> EXTRAIT CHOISI:
Le débat qui suit ne nous fait pas redescendre sur terre puisque nous y étions, plus que jamais, dans une France prête à se transformer en zone à défendre. Cependant, la tension n’est plus la même quand les « camarades » de la CGT ou d’Attac prennent la parole. On écoute une citoyenne voulant nous entraîner dans sa lutte acharnée contre les frais bancaires (« J’irai jusqu’au bout et tôt ou tard nous les ferons sauter ! »). On écoute un citoyen comptable chez L’Oréal : « Nous sommes visibles tous les samedis. Et si nous mettions un drapeau jaune à nos fenêtres ? Il n’y a pas qu’au cinéma que nous pouvons nous rencontrer ! » On écoute la harangue d’un militant de Lutte ouvrière sur la classe ouvrière. Et puis on s’en va, pour que J’veux du soleil ! continue de rayonner, in petto.

> SÉRIE DE CONSIGNES:
1. Pour chacune des affirmations suivantes, dites si elle concorde avec l’extrait choisi et justifiez par une citation exacte. (a) La tension reste identique quand les membres de la CGT ou d’Attac prennent la parole. (b) Une citoyenne mène une lutte contre les frais bancaires. (c) Le citoyen qui propose un drapeau travaille comme comptable chez L’Oréal.
2. Dans l’extrait choisi, de quelle organisation fait partie le militant qui prononce une harangue sur la classe ouvrière ?
3. Énumérez toutes les personnes dont l’extrait choisi rapporte la prise de parole à la suite des mots « On écoute ».

Enregistrements d’annotation de position:

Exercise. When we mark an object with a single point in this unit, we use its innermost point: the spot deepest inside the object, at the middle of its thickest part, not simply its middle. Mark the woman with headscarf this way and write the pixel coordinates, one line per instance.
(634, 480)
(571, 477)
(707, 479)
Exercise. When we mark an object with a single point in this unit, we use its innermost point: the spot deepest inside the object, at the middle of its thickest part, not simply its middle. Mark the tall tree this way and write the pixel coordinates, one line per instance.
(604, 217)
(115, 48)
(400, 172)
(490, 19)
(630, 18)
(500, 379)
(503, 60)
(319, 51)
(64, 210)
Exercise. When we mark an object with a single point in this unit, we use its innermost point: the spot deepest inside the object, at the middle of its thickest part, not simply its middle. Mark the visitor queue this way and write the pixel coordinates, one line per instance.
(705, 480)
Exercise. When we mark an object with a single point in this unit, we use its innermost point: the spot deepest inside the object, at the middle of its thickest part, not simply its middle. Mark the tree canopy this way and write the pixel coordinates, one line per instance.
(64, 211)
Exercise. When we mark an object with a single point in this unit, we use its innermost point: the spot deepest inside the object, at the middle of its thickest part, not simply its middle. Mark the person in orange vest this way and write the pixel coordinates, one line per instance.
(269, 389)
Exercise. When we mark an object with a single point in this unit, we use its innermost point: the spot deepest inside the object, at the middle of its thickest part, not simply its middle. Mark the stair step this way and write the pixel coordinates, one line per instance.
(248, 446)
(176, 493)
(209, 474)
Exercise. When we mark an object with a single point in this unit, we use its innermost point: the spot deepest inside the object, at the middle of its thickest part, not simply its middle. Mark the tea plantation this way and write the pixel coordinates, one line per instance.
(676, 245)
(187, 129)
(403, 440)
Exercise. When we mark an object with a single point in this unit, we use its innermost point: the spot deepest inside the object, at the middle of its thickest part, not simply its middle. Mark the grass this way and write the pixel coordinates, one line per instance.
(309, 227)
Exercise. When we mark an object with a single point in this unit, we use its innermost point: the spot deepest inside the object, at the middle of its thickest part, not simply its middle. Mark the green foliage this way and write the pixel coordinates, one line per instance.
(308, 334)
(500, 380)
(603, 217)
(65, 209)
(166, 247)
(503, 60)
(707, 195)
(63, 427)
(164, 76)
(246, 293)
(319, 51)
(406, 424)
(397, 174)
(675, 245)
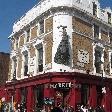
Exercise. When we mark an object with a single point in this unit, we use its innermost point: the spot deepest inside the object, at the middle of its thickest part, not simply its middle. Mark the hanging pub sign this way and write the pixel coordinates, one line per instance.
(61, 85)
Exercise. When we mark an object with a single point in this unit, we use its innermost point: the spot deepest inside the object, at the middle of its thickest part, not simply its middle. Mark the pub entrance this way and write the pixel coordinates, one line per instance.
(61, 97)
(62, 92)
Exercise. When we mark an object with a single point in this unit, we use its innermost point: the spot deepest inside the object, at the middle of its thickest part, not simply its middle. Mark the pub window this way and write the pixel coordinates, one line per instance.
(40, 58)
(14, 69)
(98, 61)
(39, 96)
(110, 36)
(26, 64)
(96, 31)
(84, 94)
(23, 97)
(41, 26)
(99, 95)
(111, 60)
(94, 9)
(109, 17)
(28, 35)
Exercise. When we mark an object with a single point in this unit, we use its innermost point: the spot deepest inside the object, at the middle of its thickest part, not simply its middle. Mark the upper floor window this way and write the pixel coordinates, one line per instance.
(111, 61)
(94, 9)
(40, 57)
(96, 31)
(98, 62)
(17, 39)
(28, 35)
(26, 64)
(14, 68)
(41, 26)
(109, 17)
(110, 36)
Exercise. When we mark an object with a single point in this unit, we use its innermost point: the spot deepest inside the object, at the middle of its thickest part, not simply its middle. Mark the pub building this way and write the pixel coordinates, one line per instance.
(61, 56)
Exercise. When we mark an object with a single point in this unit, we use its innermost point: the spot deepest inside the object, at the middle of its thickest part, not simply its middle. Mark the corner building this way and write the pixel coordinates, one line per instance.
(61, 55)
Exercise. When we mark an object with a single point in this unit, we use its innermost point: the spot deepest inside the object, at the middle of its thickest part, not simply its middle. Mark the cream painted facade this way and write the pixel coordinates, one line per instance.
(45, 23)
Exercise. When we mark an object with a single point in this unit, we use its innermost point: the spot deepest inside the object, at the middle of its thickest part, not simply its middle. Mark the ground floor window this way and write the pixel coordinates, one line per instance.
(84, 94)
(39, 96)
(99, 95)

> CORRIGÉ DES EXERCICES:
1.
(a) Non : « la tension n’est plus la même ».
(b) Oui : « sa lutte acharnée contre les frais bancaires ».
(c) Oui : « un citoyen comptable chez L’Oréal ».

2. Il fait partie de Lutte ouvrière.

3.
- une citoyenne en lutte contre les frais bancaires
- un citoyen comptable chez L’Oréal
- un militant de Lutte ouvrière